═══ Dokumenttext

Ein paar klare Worte, bitte!

Industriellenvereinigung
30.08.2012

Besuch bei Konrad Paul Liessmann an der Universität Wien. Denn der ­Philosoph der Nation befasst sich auch eingehend mit Wirtschaft und Handel. Wir fragen: Gibt es noch das Idealbild des Ehrbaren Kaufmanns,  oder sind nur mehr Schurken am Werk?
Prof. Konrad Paul Liessmann befasst sich mit den ­Auswirkungen der Konsumgesellschaft

Der Ehrbare Kaufmann sollte die Realität darstellen und kein Idealtypus sein. Dieses Konzept beschreibt jenen Handelsmann, der zwar seinen Profit im Auge hat, aber andererseits nicht über Täuschung, Vorspiegelung falscher Tatsachen und falsche Versprechen Gewinne macht. Er kalkuliert fair und verlangt für Qualität den angemessenen und Preis. Nach diesem Prinzip sollte Marktwirtschaft funktionieren.
Offensichtlich herrschen in vielen Märkten aber heute andere Sitten. Der Konsument hat das Gefühl, belogen zu werden. Man denke da etwa an die Treibstoffpreisdebatte.

Der Kunde wittert Monopole, geheime Absprachen, die den Markt verzerren und ihn prellen. Er ist aus dem Zentrum der Wahrnehmung verschwunden. Es wird heute mehr der Spekulant oder der nach Rendite hechelnde Investor wahrgenommen. Die Kritik am sogenannten Kasinokapitalismus beinhaltet eigentlich die Forderung der Rückkehr des Ehrbaren Kaufmannes. Das reale Wirtschaftsgeschehen muss wieder ins Zentrum gerückt werden und die wuchernden virtuellen Märkte, an denen nicht gehandelt, sondern gewettet wird, zurückdrängen.

══════
═══ Quelldaten

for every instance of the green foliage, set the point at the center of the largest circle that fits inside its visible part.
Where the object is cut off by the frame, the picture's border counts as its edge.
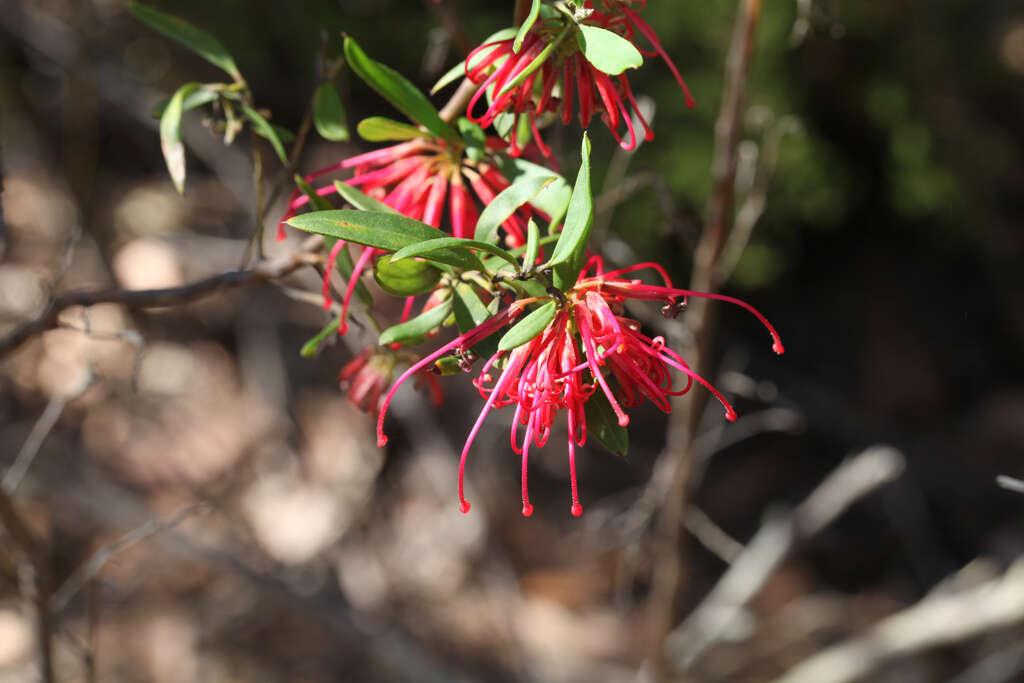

══════

_Aufgabe_
Passen die Aussagen (a), (b) und (c) zum Text über den Ehrbaren Kaufmann? Antworte bei jeder mit Ja oder Nein und zitiere die entscheidenden Worte des Textes wörtlich.
(a) Der Ehrbare Kaufmann soll ein Idealtypus sein.
(b) Als Beispiel wird die Treibstoffpreisdebatte genannt.
(c) Der Kunde steht heute im Zentrum der Wahrnehmung.

_Ergebnis_
(a) Nein: „Der Ehrbare Kaufmann sollte die Realität darstellen und kein Idealtypus sein.“
(b) Ja: „Man denke da etwa an die Treibstoffpreisdebatte.“
(c) Nein: „Er ist aus dem Zentrum der Wahrnehmung verschwunden.“